Setelah berpikir, al-Walid mengatakan, “Al-Quran ini adalah sihir yang dipelajari. Muhammad mempelajarinya dari orang lain.”
Kemudian Allah menurunkan firman-Nya surat al-Muddatstsir ayat 11 : “Biarkanlah Aku bertindak terhadap orang yang Aku telah menciptakannya sendirian”, karena dia lahir dari ibunya dalam keadaan sendirian. Maka turunlah ayat ini sampai ayat 19″
Inilah tabiat penyair pecundang. Ia tau akan kebenaran, tapi tak berani mengatakannya dengan lantang. Ia tau bahwa perkataan Muhammad bukanlah syair, tapi itu adalah kalam Rabb semesta alam, tapi ia lebih tunduk dengan godaan dan lebih takut dengan ancaman para pemuka Quraisy. Kecerdasannya yang dimilikinya tak digunakan untuk mengikuti akal rasional dan hati nuraninya. Justru karena tawaran Abu Jahal, dia mau terus berfikir, merenung, berusaha keras untuk membuat narasi tuduhan akan sosok Muhammad dan apa yang dibawanya. Ketika Musyrikin yang lainnya mengatakan ia seorang penyair, orang gila, pendusta, maka al Walid memutuskan bahwa apa yang dibawa Muhammad adalah sihir yang ia pelajari dari orang lain.
Sungguh hinanya kedustaan yang tak pernah mampu terbuktikan ini. Demi mendapat dukungan masyarakat, dan menjatuhkan sosok lawan ia rela mengada-adakan opini penuh kebohongan. Maka Allah pun membalas dengan membongkar aib Al Walid. Allah pun menurunkan beberapa ayat untuk melucuti aib-aib al Walid bin al Mughirah Al Makhzumi yang menjangkitinya selama hidupnya.

☆ ☆ ☆ ☆

* _YANG PERLU DIKERJAKAN_:
(a) Menurut kutipan tentang al-Walid, tawaran siapa yang membuat al-Walid mau terus berpikir untuk menyusun tuduhan terhadap Muhammad?
(b) Tulis lanjutan kutipan tentang al-Walid, mulai setelah kalimat terakhirnya.

Catatan dari sebuah koleksi:

☆ ☆ ☆ ☆

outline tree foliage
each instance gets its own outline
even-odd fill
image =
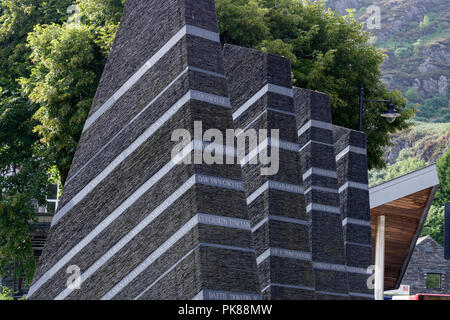
[[[326,9],[324,1],[217,0],[224,43],[283,55],[292,62],[296,86],[330,95],[333,122],[358,129],[359,88],[368,99],[390,99],[402,114],[394,124],[380,114],[384,104],[366,103],[364,131],[370,168],[382,168],[390,134],[408,127],[414,109],[398,91],[388,92],[380,81],[384,56],[368,45],[369,34],[354,19]]]
[[[439,188],[428,213],[422,235],[430,235],[444,245],[444,206],[450,202],[450,149],[437,161]]]
[[[17,81],[29,76],[27,35],[39,23],[60,21],[70,1],[2,0],[0,2],[0,273],[13,266],[17,277],[34,273],[30,222],[32,200],[45,203],[48,185],[46,146],[39,142],[33,119],[38,105]]]
[[[80,14],[74,17],[67,11],[72,0],[0,2],[0,127],[7,133],[0,133],[0,169],[14,169],[0,186],[7,191],[0,198],[0,227],[9,226],[0,234],[2,257],[29,265],[23,258],[30,253],[29,200],[45,199],[45,175],[53,165],[62,183],[67,177],[124,3],[76,0]],[[384,165],[389,134],[406,128],[414,110],[380,82],[383,55],[368,45],[353,14],[342,17],[323,1],[306,0],[216,0],[216,6],[223,43],[291,59],[296,86],[331,96],[335,124],[358,127],[361,83],[367,98],[393,96],[402,113],[393,125],[379,116],[385,105],[366,104],[369,165]]]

☆ ☆ ☆ ☆

* _HASIL BERURUTAN_:
(a) Tawaran Abu Jahal.

(b)
Ibn Abbas berkata, “Tidak ada yang disifati oleh Allah dengan aib-aib seperti ini kecuali al-Walid bin al-Mugirah. Aib yang menjangkitinya sepanjang hayat.” QS. Al Qolam 10-15 (Tafsir al-Jalalain) :
وَلا تُطِعْ كُلَّ حَلافٍ مَهِينٍ (١٠) هَمَّازٍ مَشَّاءٍ بِنَمِيمٍ (١١) مَنَّاعٍ لِلْخَيْرِ مُعْتَدٍ أَثِيمٍ (١٢) عُتُلٍّ بَعْدَ ذَلِكَ زَنِيمٍ (١٣) أَنْ كَانَ ذَا مَالٍ وَبَنِينَ (١٤)إِذَا تُتْلَى عَلَيْهِ آيَاتُنَا قَالَ أَسَاطِيرُ الأوَّلِينَ (١٥)
“10. Dan janganlah engkau patuhi setiap orang yang suka bersumpah dan suka menghina,11. suka mencela, yang kian ke mari menghambur fitnah 12. Yang merintangi segala yang baik, yang melampaui batas dan banyak dosa,
13. yang bertabiat kasar, selain itu juga terkenal jahat,
14. karena dia kaya dan banyak anak,
15. Apabila ayat-ayat Kami dibacakan kepadanya, dia berkata, “(Ini adalah) dongeng-dongeng orang dahulu.”
Imam Al Qurthubi dalam tafsirnya, menyebutkan riwayat Ibnu ‘Abbas, dan Ikrimah bahwa yang dimaksud ‘zanim’ adalah anak yang lahir dari hasil zina, kemudian dinasabkan kepada kaumnya. Bahwa al-Walid mengaku orang yang berketurunan dari orang yang bukan ayahnya, yaitu dari kalangan Quraisy.
Begitulah Allah melucuti aib seorang penyair yang sengaja membuat-buat narasi untuk mencitraburukkan Muhammad dan wahyu yang dibawanya, demi mengikuti kemauan pemuka Quraisy. Sifat pecundang yang dimilikinya sungguh nampak, lantaran pengingkarannya terhadap ayat-ayat Allah yang tak mampu ia sembunyikan kebenaran serta kemurniannya, padahal telah jelas baginya bahwa ayat Al Quran berbeda dengan syair-syair yang paling indah yang dia tahu.
Hal itu tak jauh berbeda dengan hari ini. Jika dulu ajaran Islam terus ditentang karena agama itu benar-benar membongkar tradisi jahiliyah mereka, maka saat ini ketika Islam telah asing kembali, berita penuh kedustaan sudah menjadi sajian yang dihidangkan pemilik kepentingan yang diberikan pada rakyat dan musuhnya demi raih kedudukan walau harus menutupi segala kebenaran.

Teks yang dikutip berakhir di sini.